◆ Source passage ◆
# # #

Tag a site hyperlocal and it’s doomed

The problem with creating a hyperlocal site is once you call it that, it’s doomed. Doomed to be irrelevant. Doomed to be ignored? Doomed to be abhorred by advertisers.

That’s my spin on a topic posed by Andy Dickinson in this month’s Carnival of Journalism.

His question for all the carnival writers was roughly around whether we would have accept the fact that local journalism doesn’t pay. I decided to address ideas on how to make hyperlocal or community journalism viable.

The history of hyperlocal site has many well-traveled journeys that came up short and many others that were lost before ever receiving hype.  It doesn’t take a lot of searching to find these listless ghost ships in the night.

They, in a word, weren’t LOVED.

If I had the formula for winning with hyperlocal content, or the equally dreadful phrase “community news” sites, I doubt I’d be writing this. I’d be too busy selling it. Every local publisher wants it and global players like Google and Yahoo want to conquer local as the last frontier.

Everybody wants a great site that dives deep, deep into local, but nobody is getting “9’s” when the judges hold up the scorecards  As a niche, is there something peculiarly wrong with local?

# # #

◆ Problem to solve ◆
In the hyperlocal article, who posed the topic the writer is responding to, and in what setting? Answer using only the hyperlocal article.

◆ Entries ◆
# # #

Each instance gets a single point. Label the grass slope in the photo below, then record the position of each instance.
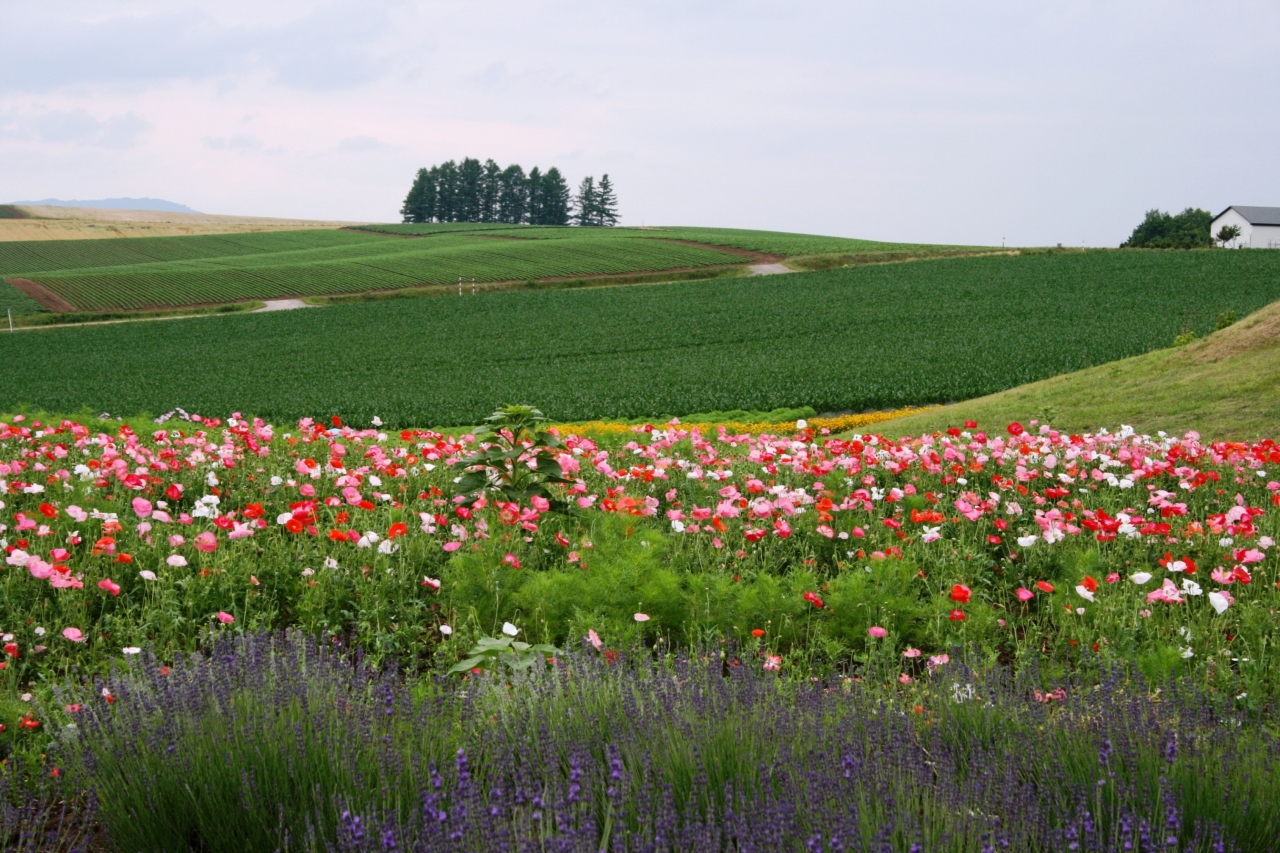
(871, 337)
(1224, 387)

# # #

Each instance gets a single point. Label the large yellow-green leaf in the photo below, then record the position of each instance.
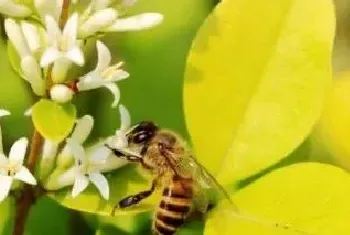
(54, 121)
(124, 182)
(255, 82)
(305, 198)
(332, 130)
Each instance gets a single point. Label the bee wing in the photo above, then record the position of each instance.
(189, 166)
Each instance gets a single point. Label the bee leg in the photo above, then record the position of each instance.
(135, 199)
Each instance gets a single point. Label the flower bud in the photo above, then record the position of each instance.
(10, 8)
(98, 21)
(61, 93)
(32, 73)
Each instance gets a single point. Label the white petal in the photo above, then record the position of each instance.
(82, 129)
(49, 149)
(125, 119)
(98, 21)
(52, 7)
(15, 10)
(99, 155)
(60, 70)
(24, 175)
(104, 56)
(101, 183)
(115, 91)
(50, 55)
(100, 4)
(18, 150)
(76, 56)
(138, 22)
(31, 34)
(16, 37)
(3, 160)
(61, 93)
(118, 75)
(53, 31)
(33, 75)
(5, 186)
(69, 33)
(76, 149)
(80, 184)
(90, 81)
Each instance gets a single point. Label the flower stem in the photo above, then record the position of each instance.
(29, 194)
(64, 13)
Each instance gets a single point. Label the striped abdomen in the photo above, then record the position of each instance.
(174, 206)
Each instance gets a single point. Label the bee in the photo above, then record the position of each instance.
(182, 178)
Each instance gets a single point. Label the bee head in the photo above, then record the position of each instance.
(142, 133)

# # #

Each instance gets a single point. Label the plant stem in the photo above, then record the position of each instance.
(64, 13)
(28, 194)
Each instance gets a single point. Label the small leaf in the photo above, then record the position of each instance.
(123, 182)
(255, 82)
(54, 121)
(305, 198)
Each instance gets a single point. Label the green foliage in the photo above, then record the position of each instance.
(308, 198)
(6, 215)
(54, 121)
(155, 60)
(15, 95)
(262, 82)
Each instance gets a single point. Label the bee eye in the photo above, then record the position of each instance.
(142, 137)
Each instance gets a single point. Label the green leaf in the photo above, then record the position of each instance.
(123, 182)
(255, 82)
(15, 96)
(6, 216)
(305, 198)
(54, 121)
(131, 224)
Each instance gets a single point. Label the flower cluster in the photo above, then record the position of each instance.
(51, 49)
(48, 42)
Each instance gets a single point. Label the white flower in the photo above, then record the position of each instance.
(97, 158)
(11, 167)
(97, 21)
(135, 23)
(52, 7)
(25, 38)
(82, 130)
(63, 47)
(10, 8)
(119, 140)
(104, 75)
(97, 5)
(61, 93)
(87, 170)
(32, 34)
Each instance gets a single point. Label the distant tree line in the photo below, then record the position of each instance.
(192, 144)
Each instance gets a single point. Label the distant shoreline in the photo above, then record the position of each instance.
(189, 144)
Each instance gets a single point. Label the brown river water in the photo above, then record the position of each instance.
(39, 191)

# # #

◆ Solution to the exercise ◆
Andy Dickinson posed it in this month's Carnival of Journalism.